**SELECTED PASSAGE**

○ ○ ○

As the Minister knows, when I asked him how often the Government have had to intervene using their existing powers to sack college principals since those powers emerged in statute, he revealed that they have never been used. Powers that have never been used are to be increased and transferred to the LSC. Performance is deemed to be satisfactory or better in the overwhelming majority of colleges and, where it is not, we have been offered no evidence to suggest that it is due to inadequate leadership or that the powers that the Government are seeking to create would be likely to solve the problem.
We have reached a point at which a sensible and generous Minister is dancing on the head of a pin. I say that because in the new clause reintroduced following the defeat of Lord Adonis in the other place—the first time that that gentleman had ever been defeated in the Lords, though one fears he may have further disappointments to face in coming weeks—the Minister seeks to amend the proposals in such a way as to satisfy his critics. He has been generous, as I have said, but the powers are now so qualified, so convoluted and so byzantine that one wonders whether they are worth introducing at all. So we have a Minister who has listened and reacted, but he is now reintroducing a clause that, frankly, is not worthy of this Bill, this Committee or this House. Ministers have powers at present and if they choose to use them, they should use them. There is a need for a long-stop power, where public money is involved and the public interest is concerned. The Minister is right that standards and rigour of quality are about learners and learners’ interests. Were there no powers of that kind, and had the Minister brought through this Committee a proposal to take such powers, he might have attracted the support of Opposition Members. However, let us be clear; we are talking about greater powers and their transfer to the LSC.

○ ○ ○

**GOAL A**
Answer these questions on the debate passage:
(i) How many times have the existing powers to sack college principals been used?
(ii) To which body are the powers to be transferred?
(iii) Who was defeated in the other place, leading to the new clause being reintroduced?
**GOAL B**
For each statement, say whether it agrees with the debate passage, and quote the words that decide it:
(i) Performance is rated satisfactory or better in most colleges.
(ii) The speaker sees no need for any long-stop power.
(iii) Lord Adonis had been defeated in the Lords several times before.
Please answer using only the debate passage.

**DATA ENTRIES**
○ ○ ○

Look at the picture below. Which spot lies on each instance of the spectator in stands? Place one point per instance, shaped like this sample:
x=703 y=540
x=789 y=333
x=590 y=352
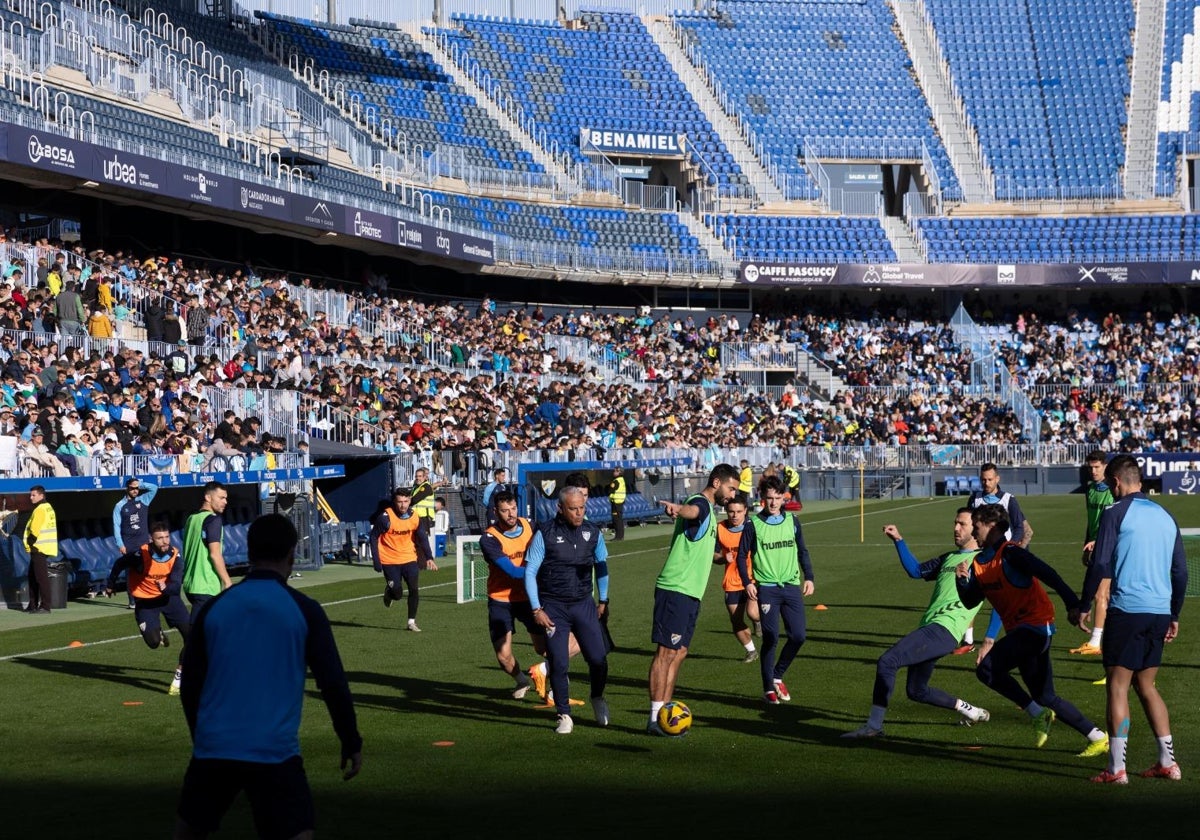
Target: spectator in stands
x=111 y=460
x=172 y=328
x=220 y=450
x=100 y=323
x=70 y=312
x=36 y=460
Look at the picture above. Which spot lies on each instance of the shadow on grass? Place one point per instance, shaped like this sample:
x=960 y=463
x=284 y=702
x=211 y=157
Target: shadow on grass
x=412 y=695
x=108 y=673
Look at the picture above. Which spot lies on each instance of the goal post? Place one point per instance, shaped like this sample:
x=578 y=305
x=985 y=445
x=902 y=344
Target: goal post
x=471 y=570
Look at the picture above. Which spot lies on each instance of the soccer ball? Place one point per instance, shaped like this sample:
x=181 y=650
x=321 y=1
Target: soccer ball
x=675 y=718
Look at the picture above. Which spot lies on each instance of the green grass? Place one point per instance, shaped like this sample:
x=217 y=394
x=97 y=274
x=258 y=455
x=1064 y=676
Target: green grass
x=76 y=761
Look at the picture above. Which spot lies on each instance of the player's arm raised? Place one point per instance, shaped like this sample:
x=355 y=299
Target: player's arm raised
x=679 y=511
x=744 y=547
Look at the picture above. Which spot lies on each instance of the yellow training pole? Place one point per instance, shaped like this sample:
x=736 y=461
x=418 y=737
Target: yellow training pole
x=862 y=502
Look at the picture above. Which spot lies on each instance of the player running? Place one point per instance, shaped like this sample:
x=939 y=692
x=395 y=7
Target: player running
x=1011 y=579
x=155 y=582
x=681 y=585
x=937 y=635
x=780 y=556
x=729 y=537
x=400 y=545
x=504 y=545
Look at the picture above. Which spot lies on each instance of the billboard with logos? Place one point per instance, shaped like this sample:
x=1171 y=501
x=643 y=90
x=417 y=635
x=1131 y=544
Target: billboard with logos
x=52 y=153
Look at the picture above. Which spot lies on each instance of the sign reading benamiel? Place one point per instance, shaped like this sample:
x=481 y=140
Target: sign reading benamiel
x=661 y=144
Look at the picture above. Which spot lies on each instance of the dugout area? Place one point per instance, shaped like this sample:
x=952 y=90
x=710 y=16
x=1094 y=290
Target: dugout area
x=648 y=480
x=85 y=532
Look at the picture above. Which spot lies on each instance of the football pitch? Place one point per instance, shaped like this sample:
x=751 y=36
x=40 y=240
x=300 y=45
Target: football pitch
x=93 y=747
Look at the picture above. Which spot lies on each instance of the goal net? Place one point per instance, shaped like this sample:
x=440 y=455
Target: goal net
x=471 y=570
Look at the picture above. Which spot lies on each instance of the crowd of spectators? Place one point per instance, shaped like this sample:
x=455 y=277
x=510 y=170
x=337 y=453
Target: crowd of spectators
x=1113 y=383
x=406 y=375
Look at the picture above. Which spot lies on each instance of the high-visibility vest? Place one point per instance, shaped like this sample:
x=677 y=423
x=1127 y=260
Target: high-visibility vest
x=43 y=527
x=425 y=508
x=618 y=490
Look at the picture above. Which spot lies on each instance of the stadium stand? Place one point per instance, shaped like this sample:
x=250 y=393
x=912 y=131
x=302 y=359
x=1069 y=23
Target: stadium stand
x=389 y=71
x=804 y=239
x=832 y=75
x=606 y=73
x=1044 y=85
x=1180 y=100
x=1061 y=239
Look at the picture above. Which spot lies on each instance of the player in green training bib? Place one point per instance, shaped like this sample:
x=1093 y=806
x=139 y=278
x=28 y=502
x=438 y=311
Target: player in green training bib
x=682 y=582
x=941 y=628
x=204 y=569
x=777 y=543
x=1097 y=499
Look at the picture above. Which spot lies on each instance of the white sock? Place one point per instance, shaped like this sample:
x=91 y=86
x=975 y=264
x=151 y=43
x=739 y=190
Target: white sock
x=1165 y=751
x=965 y=708
x=1116 y=753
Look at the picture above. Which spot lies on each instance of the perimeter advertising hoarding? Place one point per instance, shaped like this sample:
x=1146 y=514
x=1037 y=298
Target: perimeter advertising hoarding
x=943 y=274
x=445 y=243
x=88 y=161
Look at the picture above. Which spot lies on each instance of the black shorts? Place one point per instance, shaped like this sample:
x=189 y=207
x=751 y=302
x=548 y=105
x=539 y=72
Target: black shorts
x=279 y=796
x=675 y=618
x=150 y=612
x=503 y=616
x=1133 y=640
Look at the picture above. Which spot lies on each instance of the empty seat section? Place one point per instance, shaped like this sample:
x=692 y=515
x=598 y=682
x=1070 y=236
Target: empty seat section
x=832 y=75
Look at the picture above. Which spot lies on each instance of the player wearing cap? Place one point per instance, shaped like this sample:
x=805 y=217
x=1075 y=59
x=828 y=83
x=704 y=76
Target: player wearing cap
x=155 y=576
x=729 y=538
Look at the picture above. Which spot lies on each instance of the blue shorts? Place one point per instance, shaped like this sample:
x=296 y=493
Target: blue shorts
x=675 y=618
x=279 y=795
x=150 y=611
x=1133 y=640
x=503 y=616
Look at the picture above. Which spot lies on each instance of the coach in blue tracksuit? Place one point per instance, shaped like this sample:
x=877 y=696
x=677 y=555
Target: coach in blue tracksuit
x=1139 y=549
x=559 y=565
x=131 y=517
x=244 y=684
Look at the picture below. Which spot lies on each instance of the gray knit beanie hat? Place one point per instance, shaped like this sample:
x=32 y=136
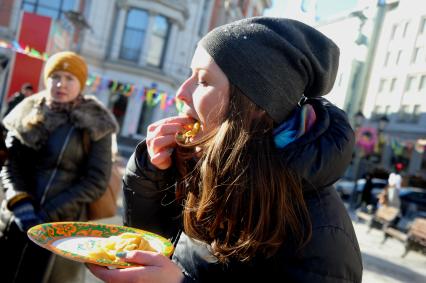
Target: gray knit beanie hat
x=274 y=61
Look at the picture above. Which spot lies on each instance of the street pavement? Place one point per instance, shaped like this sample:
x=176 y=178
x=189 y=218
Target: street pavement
x=382 y=262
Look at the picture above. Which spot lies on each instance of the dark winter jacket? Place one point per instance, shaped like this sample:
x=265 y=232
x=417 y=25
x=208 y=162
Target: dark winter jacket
x=320 y=157
x=78 y=176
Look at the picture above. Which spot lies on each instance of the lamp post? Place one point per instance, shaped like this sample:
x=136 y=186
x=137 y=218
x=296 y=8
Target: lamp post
x=359 y=119
x=381 y=126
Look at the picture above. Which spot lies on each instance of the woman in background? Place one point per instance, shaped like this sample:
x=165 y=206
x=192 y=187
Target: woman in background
x=49 y=176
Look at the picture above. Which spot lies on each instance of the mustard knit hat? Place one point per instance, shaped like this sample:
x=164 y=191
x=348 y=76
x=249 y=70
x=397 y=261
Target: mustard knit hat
x=69 y=62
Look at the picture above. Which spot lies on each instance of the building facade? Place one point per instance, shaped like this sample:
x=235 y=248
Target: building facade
x=138 y=51
x=382 y=78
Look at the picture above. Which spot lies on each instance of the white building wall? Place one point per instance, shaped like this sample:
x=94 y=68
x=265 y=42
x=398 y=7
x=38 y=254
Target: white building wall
x=401 y=35
x=349 y=52
x=101 y=49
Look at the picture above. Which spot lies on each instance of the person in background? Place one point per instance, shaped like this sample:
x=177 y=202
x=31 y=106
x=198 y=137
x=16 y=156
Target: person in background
x=249 y=196
x=27 y=89
x=49 y=175
x=366 y=200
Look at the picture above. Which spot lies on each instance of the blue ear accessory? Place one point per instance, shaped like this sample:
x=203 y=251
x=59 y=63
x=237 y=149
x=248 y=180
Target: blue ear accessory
x=294 y=127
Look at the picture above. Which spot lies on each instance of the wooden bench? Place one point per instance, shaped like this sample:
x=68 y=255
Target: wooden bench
x=364 y=216
x=383 y=218
x=414 y=239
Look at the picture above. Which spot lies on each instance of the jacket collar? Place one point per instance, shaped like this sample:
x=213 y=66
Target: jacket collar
x=31 y=121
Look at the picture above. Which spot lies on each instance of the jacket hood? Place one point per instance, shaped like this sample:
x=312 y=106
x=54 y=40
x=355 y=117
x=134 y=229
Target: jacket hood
x=89 y=115
x=322 y=155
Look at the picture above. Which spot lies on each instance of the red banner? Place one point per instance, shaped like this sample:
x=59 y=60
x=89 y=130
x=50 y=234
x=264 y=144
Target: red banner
x=33 y=31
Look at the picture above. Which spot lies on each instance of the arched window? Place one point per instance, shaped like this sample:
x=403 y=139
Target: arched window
x=158 y=43
x=133 y=35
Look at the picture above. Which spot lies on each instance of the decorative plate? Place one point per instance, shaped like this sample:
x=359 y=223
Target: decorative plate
x=75 y=240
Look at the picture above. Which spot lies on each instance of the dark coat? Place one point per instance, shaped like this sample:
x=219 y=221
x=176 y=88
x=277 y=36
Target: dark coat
x=320 y=157
x=34 y=151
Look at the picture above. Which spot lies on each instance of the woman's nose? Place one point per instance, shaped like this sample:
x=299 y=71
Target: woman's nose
x=60 y=82
x=185 y=91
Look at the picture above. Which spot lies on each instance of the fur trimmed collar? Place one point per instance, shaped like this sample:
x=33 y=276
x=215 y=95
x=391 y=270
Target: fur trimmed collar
x=31 y=121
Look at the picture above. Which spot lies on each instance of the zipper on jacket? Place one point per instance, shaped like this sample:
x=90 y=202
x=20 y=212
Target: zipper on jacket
x=52 y=176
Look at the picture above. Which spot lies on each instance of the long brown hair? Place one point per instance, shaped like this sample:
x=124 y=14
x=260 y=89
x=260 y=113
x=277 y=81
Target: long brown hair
x=238 y=196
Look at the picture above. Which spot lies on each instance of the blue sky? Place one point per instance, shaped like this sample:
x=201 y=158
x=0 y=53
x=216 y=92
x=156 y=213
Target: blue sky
x=325 y=8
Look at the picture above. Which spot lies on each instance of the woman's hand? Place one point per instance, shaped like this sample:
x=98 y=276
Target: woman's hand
x=161 y=139
x=156 y=268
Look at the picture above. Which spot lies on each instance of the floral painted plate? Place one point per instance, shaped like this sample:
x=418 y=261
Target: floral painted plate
x=75 y=240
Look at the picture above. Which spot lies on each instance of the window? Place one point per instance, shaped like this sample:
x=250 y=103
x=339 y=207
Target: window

○ ○ ○

**EXPECTED OUTPUT A**
(i) Never.
(ii) The LSC.
(iii) Lord Adonis.

**EXPECTED OUTPUT B**
(i) Yes: "Performance is deemed to be satisfactory or better in the overwhelming majority of colleges"
(ii) No: "There is a need for a long-stop power, where public money is involved and the public interest is concerned."
(iii) No: "the first time that that gentleman had ever been defeated in the Lords"